:: EXERCISE DETAILS ::
Convert the listing below into a numbered list, omitting any blank lines.

:: RECORDED DATA ::
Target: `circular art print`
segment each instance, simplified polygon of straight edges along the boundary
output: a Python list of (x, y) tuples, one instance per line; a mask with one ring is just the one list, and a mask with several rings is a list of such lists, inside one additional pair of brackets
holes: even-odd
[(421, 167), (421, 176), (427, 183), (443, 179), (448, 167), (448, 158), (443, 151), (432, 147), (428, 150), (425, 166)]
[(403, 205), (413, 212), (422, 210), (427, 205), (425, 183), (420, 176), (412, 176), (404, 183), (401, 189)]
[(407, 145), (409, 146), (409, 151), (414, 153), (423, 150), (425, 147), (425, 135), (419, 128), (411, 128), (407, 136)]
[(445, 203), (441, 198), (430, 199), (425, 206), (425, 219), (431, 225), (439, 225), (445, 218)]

:: WRITTEN RESPONSE ::
1. Target: `circular art print`
2. segment each instance, simplified polygon of straight edges along the boundary
3. output: a Python list of (x, y) tuples, one instance per line; a mask with one ring is just the one list, and a mask with several rings is a list of such lists, inside one additional pair of brackets
4. holes: even-odd
5. [(421, 167), (421, 176), (427, 183), (443, 179), (448, 167), (448, 158), (443, 151), (432, 147), (428, 150), (425, 166)]
6. [(403, 205), (413, 212), (422, 210), (427, 205), (425, 183), (420, 176), (412, 176), (404, 183), (401, 189)]
7. [(407, 145), (409, 146), (409, 151), (414, 153), (423, 150), (425, 147), (425, 135), (419, 128), (411, 128), (407, 136)]
8. [(445, 203), (441, 198), (430, 199), (425, 206), (425, 219), (431, 225), (439, 225), (445, 218)]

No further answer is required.